Everything from the line containing "Note to the class: identify the white wall" through the last line of the records below should be printed exactly, please, and nothing else.

§ Given records
## Start
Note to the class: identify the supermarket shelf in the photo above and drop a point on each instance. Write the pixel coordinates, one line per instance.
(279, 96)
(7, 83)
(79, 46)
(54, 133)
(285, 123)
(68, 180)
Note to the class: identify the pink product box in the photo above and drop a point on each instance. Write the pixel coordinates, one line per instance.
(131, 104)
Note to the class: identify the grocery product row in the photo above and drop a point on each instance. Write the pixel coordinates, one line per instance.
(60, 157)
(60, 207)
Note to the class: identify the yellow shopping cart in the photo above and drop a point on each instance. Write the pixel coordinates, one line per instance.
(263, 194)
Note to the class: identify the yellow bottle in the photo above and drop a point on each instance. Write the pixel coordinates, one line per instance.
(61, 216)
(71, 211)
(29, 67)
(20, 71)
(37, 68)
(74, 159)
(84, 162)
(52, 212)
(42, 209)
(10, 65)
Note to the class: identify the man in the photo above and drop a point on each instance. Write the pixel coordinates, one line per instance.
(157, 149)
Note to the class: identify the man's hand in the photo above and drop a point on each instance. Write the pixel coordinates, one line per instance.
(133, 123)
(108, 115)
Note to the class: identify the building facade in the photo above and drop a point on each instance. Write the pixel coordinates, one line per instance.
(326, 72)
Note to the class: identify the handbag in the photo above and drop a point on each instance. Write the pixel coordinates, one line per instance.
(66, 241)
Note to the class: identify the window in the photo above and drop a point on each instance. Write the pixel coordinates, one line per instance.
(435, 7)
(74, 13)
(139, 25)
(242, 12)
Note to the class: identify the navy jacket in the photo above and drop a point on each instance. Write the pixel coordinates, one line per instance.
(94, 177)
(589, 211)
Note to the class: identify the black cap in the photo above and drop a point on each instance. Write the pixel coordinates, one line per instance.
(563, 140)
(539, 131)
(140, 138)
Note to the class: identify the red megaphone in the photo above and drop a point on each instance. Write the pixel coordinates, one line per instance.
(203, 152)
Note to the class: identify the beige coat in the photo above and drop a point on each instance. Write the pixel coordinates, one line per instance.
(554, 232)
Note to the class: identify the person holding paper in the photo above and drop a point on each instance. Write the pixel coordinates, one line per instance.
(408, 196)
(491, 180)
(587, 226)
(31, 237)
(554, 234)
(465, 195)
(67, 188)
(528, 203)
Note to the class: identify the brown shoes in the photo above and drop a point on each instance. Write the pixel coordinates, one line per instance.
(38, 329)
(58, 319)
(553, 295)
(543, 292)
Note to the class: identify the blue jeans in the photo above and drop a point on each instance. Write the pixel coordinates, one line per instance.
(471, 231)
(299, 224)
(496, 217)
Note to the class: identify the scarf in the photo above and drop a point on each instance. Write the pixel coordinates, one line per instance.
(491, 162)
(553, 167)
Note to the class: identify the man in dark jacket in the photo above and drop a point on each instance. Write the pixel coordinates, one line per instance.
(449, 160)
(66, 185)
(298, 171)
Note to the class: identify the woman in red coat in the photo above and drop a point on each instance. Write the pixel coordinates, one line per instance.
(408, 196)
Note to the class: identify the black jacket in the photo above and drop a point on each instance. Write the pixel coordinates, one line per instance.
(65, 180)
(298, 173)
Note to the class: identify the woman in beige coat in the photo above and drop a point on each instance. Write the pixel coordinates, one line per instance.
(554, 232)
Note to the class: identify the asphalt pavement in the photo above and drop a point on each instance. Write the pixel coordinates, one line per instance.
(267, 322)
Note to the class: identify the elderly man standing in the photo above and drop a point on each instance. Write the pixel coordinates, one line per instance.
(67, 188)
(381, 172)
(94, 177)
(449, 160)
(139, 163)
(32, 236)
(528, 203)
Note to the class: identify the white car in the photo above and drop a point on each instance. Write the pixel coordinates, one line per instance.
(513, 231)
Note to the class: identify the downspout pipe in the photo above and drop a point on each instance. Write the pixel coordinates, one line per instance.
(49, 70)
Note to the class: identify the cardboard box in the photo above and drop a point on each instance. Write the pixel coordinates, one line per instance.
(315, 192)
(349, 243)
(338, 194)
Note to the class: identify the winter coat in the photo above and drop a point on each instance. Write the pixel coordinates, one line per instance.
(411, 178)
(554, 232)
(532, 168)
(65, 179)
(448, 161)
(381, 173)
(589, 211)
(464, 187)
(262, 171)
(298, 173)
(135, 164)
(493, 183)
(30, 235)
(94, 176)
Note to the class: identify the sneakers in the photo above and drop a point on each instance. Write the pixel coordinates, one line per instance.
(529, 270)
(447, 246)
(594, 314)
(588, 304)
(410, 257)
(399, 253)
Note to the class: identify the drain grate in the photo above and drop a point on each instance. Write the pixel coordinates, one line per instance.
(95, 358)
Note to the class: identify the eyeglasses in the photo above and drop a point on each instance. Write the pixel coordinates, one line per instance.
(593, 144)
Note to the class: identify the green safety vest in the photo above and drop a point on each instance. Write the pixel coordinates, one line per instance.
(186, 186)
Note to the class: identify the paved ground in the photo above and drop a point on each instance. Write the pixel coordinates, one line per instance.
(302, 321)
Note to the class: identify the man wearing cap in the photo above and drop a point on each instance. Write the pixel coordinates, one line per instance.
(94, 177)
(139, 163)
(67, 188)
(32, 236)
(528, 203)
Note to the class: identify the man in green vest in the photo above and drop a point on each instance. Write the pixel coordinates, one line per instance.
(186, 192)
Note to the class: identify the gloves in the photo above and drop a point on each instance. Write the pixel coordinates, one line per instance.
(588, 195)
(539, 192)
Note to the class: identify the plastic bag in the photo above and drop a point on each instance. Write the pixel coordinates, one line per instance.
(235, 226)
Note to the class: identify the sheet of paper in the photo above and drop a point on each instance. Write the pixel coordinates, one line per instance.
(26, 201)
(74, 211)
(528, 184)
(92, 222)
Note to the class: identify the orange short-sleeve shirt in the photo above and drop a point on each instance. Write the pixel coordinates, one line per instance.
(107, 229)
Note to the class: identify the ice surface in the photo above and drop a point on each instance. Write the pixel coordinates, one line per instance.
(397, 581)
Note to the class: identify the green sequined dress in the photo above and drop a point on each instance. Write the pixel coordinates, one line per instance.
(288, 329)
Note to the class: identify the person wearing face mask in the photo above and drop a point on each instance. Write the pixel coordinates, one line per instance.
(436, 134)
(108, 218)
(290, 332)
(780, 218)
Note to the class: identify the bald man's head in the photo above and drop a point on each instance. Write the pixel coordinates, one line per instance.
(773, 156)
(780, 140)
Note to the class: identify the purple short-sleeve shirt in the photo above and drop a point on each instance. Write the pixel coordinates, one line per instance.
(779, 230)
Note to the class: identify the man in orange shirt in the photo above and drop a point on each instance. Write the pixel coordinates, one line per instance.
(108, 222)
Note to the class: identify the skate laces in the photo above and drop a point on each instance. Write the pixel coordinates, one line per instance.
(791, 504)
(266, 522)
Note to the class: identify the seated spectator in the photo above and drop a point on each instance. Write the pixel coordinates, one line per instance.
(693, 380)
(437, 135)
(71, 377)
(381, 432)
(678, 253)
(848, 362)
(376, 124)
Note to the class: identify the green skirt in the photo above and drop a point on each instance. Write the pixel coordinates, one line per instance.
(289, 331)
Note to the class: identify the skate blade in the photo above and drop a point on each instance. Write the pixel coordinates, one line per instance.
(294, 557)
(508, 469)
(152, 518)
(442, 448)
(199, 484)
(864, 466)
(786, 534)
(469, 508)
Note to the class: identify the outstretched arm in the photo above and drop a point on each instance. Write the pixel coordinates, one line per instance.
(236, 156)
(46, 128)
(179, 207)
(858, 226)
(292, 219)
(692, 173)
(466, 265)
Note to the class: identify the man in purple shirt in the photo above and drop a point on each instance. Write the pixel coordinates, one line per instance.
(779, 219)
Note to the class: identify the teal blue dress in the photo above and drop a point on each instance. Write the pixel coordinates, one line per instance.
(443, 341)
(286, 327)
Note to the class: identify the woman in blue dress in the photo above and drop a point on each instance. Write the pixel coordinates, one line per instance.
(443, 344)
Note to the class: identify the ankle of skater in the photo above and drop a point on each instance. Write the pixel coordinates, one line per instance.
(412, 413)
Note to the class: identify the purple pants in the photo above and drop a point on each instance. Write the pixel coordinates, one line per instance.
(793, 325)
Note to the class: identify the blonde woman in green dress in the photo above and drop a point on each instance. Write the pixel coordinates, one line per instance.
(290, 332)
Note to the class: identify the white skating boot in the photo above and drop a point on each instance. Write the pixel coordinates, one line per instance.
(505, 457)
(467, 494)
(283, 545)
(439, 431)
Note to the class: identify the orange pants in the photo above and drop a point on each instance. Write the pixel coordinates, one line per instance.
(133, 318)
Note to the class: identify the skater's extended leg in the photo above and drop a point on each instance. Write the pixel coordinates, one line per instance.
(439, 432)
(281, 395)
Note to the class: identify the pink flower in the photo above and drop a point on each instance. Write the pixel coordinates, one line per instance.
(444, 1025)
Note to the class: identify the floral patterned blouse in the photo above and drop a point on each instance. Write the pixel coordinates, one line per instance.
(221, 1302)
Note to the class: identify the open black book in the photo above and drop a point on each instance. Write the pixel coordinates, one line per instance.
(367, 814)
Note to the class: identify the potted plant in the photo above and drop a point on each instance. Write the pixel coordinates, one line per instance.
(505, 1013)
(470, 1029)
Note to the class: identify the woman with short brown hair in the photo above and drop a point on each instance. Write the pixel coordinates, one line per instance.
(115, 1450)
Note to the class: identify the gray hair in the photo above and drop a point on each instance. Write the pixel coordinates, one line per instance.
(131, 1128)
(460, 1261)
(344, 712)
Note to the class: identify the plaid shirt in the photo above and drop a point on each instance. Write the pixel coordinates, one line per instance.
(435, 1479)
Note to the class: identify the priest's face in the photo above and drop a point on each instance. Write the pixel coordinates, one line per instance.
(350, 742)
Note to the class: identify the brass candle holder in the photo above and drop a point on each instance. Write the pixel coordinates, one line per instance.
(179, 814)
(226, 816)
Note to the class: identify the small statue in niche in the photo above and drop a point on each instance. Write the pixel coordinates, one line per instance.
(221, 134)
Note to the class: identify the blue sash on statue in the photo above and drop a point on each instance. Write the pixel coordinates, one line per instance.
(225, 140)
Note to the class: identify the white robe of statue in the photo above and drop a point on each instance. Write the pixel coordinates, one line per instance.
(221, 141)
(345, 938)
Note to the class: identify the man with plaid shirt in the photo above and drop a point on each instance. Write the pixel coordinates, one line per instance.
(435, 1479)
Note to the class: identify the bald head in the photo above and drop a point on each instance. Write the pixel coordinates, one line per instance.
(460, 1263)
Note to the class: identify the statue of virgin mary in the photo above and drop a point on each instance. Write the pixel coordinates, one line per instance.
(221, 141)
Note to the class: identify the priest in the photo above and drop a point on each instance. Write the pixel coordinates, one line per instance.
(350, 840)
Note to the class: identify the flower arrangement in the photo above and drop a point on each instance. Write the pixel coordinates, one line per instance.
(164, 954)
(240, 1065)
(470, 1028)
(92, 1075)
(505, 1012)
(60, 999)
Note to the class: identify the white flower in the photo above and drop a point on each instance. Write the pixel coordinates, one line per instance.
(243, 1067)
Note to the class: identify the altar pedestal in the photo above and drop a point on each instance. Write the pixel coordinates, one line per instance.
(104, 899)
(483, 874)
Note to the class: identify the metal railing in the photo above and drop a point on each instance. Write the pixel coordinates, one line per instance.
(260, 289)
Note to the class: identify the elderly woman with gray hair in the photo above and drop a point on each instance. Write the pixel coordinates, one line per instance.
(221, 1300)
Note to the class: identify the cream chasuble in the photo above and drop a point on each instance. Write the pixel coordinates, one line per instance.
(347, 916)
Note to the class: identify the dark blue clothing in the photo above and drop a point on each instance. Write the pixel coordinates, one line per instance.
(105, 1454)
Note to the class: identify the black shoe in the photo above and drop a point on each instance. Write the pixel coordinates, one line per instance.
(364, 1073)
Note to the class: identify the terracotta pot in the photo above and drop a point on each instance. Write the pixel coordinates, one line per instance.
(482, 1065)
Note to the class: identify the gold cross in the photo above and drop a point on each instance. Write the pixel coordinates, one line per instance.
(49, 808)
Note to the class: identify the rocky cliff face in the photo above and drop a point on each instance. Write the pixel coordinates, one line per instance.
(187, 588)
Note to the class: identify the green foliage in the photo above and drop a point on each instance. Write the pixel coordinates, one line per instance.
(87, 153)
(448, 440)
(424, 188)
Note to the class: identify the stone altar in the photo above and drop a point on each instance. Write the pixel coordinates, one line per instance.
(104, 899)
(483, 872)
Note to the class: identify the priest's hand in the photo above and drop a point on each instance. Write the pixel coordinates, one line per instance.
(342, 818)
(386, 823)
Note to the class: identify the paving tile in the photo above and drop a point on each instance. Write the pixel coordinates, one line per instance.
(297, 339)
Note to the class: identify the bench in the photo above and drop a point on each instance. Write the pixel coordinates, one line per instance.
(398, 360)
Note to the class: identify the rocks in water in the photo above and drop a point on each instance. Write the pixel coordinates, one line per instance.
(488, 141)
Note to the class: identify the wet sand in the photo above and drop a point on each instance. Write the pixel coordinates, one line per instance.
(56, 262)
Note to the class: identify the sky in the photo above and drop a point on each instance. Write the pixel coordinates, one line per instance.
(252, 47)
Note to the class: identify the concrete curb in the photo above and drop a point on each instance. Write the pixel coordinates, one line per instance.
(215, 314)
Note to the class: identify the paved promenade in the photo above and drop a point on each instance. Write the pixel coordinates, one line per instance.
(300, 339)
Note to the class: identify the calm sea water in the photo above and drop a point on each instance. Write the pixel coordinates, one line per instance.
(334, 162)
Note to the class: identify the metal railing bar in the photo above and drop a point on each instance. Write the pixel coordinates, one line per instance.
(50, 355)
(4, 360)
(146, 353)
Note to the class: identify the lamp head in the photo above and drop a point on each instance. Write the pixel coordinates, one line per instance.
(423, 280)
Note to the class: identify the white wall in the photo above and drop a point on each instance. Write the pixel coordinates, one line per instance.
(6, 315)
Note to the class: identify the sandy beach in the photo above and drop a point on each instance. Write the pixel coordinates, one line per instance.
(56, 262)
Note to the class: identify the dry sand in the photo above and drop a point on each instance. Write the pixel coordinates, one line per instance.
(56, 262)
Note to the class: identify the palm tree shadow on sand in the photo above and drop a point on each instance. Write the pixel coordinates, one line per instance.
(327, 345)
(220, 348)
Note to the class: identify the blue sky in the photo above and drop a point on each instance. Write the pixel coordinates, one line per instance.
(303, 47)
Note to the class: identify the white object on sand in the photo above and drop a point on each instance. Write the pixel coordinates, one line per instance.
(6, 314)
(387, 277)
## End
§ Finished task
Note to the class: identify the white wall in the photo above and drop a point on each instance. Write the pixel coordinates, one line per instance.
(6, 315)
Note to the class: identify the sandy beach in the photo above and drop a point on each instance. Write the pixel coordinates, one line per instance.
(56, 262)
Note to the class: identify the dry sand in the photo above and drop a point on each instance. Write the pixel coordinates, one line per instance.
(56, 262)
Note to the class: identify the palm tree shadow on sand in the photo above and drop a point on each instance. Write the pixel coordinates, one line per instance.
(327, 345)
(220, 348)
Note to the class: identify the blue sky in the photo above and drop a point on each instance. Write the pixel coordinates, one line per instance.
(303, 47)
Note to the class: identify the white object on sand in the photo above and drop a point on each instance. Write the pixel coordinates, one line per instance.
(6, 314)
(387, 277)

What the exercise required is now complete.